◆ **TEXT**:
* * *

A recent exhibit at Agnes Etherington Art Centre at Queen’s University curated by Jason Cyrus, a researcher who analyzes fashion and textile history, examined slavery and North American cotton production.

Agnes Etherington Art Centre: “Black Bodies, White Gold: Unpacking slavery and North American cotton production”

Laundry labour of enslaved women

The skilled labour of enslaved women was a core component of every plantation and an essential colonial urban trade, given the resident population and many thousands of seafarers and sojourners arriving annually in the Caribbean — all wanting clothes refreshed.

Ports throughout the Atlantic were stocked with wash tubs and women labouring over them. Orderly material whiteness was the aim. Mary Prince recorded her thoughts about a demanding mistress in Antigua, who gave the enslaved Prince weekly “two bundles of clothes, as much as a boy could help me lift; but I could give no satisfaction.”

Prince only earned money laundering for ships’ captains during her “owners’” absence. Within port cities, including the Caribbean and imperial centres, this trade allowed some enslaved women mobility and sometimes self-emancipation. But fashioning whiteness was a fraught process, with many historical threads.

Colour scrubbed from recovered statues

From the 1750s, European fashion and artistic style was increasingly inspired by perceptions of the classical past. Countless portraits were painted of wealthy people as Greek gods, the classical past becoming, as cultural theorist Stuart Hall observed, a “myth reservoir.” These became sources for imagining Europe’s origins and destiny.

* * *

◆ **Extracted data entries**:
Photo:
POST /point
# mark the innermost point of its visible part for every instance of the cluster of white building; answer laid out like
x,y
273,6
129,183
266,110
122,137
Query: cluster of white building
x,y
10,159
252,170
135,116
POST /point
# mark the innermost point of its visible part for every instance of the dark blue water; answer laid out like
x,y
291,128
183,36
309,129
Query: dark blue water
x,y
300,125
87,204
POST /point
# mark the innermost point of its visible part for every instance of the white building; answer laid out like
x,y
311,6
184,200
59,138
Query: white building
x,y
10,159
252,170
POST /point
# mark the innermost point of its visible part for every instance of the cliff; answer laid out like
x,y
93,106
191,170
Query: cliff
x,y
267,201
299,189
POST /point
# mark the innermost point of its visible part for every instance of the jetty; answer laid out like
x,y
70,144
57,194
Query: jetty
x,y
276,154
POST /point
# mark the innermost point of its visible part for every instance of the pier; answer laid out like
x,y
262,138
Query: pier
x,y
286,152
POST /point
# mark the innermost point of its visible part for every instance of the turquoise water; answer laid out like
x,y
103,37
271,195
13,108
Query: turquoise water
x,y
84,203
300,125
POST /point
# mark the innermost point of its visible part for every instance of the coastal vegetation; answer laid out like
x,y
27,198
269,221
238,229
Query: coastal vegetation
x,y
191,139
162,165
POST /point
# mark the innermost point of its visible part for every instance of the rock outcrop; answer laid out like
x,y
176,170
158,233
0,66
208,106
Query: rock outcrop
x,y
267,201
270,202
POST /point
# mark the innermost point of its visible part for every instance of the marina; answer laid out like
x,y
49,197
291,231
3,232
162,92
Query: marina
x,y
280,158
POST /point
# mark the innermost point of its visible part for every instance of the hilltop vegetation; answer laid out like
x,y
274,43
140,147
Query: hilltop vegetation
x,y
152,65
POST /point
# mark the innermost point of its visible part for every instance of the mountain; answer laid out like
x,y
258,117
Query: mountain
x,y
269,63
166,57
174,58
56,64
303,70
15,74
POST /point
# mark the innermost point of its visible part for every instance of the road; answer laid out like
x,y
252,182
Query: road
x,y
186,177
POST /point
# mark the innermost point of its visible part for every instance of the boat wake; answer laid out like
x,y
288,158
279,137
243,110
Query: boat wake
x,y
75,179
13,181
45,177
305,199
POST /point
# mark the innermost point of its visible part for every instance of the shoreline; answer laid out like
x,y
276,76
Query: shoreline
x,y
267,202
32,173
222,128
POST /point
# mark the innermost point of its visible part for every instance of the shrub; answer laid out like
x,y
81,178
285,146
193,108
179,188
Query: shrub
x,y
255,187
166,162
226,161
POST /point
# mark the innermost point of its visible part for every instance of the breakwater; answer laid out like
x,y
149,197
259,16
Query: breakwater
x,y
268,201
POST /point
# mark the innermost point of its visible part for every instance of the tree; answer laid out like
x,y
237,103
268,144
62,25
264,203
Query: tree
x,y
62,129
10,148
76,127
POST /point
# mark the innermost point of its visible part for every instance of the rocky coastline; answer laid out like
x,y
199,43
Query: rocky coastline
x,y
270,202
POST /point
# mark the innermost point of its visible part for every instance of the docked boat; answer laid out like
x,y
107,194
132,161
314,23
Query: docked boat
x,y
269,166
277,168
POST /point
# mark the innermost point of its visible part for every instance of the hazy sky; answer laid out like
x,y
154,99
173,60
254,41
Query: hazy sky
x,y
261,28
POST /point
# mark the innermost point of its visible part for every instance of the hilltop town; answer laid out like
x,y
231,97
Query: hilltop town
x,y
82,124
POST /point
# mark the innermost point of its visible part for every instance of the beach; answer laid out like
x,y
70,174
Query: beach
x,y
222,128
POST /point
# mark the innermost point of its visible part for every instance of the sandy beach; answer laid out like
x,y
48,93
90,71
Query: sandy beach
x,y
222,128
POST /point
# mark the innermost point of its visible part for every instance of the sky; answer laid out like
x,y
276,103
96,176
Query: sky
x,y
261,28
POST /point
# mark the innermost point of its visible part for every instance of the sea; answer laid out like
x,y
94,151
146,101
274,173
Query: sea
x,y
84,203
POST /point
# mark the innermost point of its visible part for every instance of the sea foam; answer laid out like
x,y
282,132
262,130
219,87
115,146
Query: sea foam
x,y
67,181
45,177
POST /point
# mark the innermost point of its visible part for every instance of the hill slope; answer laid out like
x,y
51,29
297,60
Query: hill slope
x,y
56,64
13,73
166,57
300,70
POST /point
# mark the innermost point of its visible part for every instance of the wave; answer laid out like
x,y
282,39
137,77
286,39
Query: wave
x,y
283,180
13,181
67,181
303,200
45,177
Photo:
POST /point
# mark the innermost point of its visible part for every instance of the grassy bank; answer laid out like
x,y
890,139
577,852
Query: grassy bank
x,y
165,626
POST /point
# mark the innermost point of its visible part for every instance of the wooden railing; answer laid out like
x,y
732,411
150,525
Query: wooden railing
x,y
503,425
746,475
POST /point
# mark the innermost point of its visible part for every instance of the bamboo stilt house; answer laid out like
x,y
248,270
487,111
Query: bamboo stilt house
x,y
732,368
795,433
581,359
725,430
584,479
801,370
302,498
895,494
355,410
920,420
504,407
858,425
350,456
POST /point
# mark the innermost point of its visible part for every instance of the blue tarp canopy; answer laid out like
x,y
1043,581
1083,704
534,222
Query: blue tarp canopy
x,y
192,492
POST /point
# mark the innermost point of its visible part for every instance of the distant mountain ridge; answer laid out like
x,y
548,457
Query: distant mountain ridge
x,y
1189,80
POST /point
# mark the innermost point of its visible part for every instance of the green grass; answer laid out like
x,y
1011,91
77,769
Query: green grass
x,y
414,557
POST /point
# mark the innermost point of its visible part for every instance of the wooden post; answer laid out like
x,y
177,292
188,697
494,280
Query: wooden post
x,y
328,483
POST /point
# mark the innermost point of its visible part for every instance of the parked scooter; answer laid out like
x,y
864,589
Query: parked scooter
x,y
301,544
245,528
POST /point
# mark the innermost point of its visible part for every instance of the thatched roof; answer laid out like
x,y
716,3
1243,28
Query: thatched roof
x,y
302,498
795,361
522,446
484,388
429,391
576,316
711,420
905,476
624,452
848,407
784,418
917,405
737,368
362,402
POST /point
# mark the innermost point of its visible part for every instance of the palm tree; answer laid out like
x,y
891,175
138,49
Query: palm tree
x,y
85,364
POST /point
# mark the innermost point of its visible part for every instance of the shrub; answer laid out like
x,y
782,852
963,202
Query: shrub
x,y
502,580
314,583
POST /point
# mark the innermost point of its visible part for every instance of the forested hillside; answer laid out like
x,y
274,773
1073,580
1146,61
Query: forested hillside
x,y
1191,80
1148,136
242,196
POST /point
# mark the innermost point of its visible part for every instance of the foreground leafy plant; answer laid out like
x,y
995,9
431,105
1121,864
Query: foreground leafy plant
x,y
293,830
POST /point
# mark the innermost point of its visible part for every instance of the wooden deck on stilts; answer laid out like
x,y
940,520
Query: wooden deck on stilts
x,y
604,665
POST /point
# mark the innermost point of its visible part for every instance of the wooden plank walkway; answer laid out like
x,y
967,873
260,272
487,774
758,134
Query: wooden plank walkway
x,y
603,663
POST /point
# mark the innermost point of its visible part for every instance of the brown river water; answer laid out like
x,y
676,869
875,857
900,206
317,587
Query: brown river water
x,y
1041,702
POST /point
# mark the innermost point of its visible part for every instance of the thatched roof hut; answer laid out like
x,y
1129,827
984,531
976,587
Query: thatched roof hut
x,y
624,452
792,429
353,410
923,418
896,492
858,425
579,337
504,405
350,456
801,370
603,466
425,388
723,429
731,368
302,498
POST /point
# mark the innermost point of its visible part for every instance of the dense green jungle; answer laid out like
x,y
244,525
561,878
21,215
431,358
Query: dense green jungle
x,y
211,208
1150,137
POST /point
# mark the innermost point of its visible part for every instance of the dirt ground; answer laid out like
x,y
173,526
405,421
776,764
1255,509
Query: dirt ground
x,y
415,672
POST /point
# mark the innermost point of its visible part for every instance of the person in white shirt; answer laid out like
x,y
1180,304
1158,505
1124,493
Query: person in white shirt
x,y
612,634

* * *

◆ **ACTIVITIES**:
1. In the exhibit article about slavery and cotton production, list every person mentioned by full name.
2. Carry on the exhibit article about slavery and cotton production from its final sentence.
You won't need the extracted data entries for this work.

◆ **EXERCISE RESPONSES**:
1. Jason Cyrus, Mary Prince, Stuart Hall

2.
European scholars and the educated public viewed this cultural lineage as white. Remnants of polychrome colouring was scrubbed from recovered Greek sculptures.

This supposed heritage of a white classical past defined what became known as neoclassical styles further expanding the craze for light, white gowns, a political fashion needing endless care.

In this era, “the term classical was not neutral,” as art historian Charmaine Nelson explains, “but a racialized term …” Nelson states that the category “classical” also defined the marginalization of Blackness as its antithesis.

Today, some scholars are wrestling with the legacy of racism built into classical studies.

Racialized masquerade

A woman seen draped in white garments against a dramatic dark background.
European scholars and the educated public viewed the ancient Greek and Roman past through their contemporary imperial politics, which included embedded racism. Portrait of Elizabeth, Viscountess Bulkeley, as the Greek goddess, Hebe, by George Romney, 1775.

Neoclassical gowns reflected this zeitgeist, as ladies disported themselves as Greek goddesses. Ladies’ magazines urged readers to play-act as deities. Simple socializing en vogue would not suffice. Fashion required a wider stage.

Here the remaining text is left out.